一覧:
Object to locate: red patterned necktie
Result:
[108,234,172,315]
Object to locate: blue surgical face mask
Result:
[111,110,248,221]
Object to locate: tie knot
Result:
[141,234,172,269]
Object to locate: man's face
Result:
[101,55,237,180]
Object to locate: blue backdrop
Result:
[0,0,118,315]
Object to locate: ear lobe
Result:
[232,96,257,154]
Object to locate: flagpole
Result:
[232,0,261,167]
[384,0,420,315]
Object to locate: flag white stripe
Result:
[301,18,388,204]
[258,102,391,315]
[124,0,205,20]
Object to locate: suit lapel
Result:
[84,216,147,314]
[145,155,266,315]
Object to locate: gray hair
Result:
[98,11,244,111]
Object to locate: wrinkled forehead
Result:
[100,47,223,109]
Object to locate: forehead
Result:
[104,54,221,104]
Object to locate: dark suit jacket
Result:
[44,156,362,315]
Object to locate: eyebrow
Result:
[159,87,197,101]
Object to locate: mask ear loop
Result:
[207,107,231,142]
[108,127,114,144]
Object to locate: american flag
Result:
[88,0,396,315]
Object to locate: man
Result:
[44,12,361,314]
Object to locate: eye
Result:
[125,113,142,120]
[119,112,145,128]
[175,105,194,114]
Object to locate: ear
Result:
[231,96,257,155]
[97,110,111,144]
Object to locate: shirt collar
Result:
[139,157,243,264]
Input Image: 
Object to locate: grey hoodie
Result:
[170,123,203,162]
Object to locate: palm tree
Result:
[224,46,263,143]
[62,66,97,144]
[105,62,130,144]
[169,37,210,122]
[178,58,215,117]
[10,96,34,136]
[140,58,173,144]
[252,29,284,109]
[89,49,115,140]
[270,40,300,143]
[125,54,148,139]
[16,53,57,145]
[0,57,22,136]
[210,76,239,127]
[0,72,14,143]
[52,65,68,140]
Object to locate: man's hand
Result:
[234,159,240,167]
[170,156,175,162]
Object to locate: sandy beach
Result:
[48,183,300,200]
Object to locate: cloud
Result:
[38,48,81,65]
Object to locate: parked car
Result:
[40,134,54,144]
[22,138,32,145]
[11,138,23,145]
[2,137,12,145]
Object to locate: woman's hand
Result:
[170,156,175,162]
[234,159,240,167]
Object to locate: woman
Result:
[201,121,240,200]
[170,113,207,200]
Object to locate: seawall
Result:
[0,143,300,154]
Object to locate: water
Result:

依頼: 資料のすべての行を、空行は省いて番号付きリストに書き換えること。

想定解答:
1. Object to locate: red patterned necktie
2. Result:
3. [108,234,172,315]
4. Object to locate: blue surgical face mask
5. Result:
6. [111,110,248,221]
7. Object to locate: tie knot
8. Result:
9. [141,234,172,269]
10. Object to locate: man's face
11. Result:
12. [101,55,237,180]
13. Object to locate: blue backdrop
14. Result:
15. [0,0,118,315]
16. Object to locate: ear lobe
17. Result:
18. [232,96,257,154]
19. Object to locate: flagpole
20. Result:
21. [232,0,261,167]
22. [384,0,420,315]
23. Object to locate: flag white stripe
24. Result:
25. [301,18,388,204]
26. [258,102,391,315]
27. [124,0,205,20]
28. Object to locate: suit lapel
29. Result:
30. [84,216,147,314]
31. [145,155,266,315]
32. Object to locate: gray hair
33. Result:
34. [98,11,244,111]
35. Object to locate: wrinkled forehead
36. Result:
37. [100,47,223,109]
38. Object to locate: forehead
39. Result:
40. [104,54,221,104]
41. Object to locate: dark suit jacket
42. Result:
43. [44,156,362,315]
44. Object to locate: eyebrow
45. Result:
46. [159,87,197,101]
47. Object to locate: mask ear loop
48. Result:
49. [207,107,231,142]
50. [108,127,114,144]
51. Object to locate: american flag
52. Result:
53. [88,0,396,315]
54. Object to locate: man
55. Result:
56. [44,12,361,314]
57. Object to locate: eye
58. Result:
59. [125,113,142,120]
60. [119,112,145,128]
61. [175,105,194,114]
62. Object to locate: ear
63. Result:
64. [231,96,257,155]
65. [97,110,111,144]
66. Object to locate: shirt collar
67. Result:
68. [139,157,243,264]
69. Input Image: 
70. Object to locate: grey hoodie
71. Result:
72. [170,123,203,162]
73. Object to locate: palm tree
74. Result:
75. [224,46,263,143]
76. [62,66,97,144]
77. [105,62,130,144]
78. [169,37,210,122]
79. [178,58,215,117]
80. [10,96,34,136]
81. [140,58,173,144]
82. [252,29,284,109]
83. [89,49,115,140]
84. [270,40,300,143]
85. [125,54,148,139]
86. [16,53,57,145]
87. [0,57,22,136]
88. [210,76,239,127]
89. [0,72,14,143]
90. [52,65,68,140]
91. Object to locate: man's hand
92. Result:
93. [234,159,240,167]
94. [170,156,175,162]
95. Object to locate: sandy beach
96. Result:
97. [48,183,300,200]
98. Object to locate: cloud
99. Result:
100. [38,48,81,65]
101. Object to locate: parked car
102. Result:
103. [40,134,54,144]
104. [22,138,32,145]
105. [11,138,23,145]
106. [2,137,12,145]
107. Object to locate: woman's hand
108. Result:
109. [170,156,175,162]
110. [234,159,240,167]
111. Object to locate: woman
112. Result:
113. [201,121,240,200]
114. [170,113,207,200]
115. Object to locate: seawall
116. Result:
117. [0,143,300,154]
118. Object to locate: water
119. Result:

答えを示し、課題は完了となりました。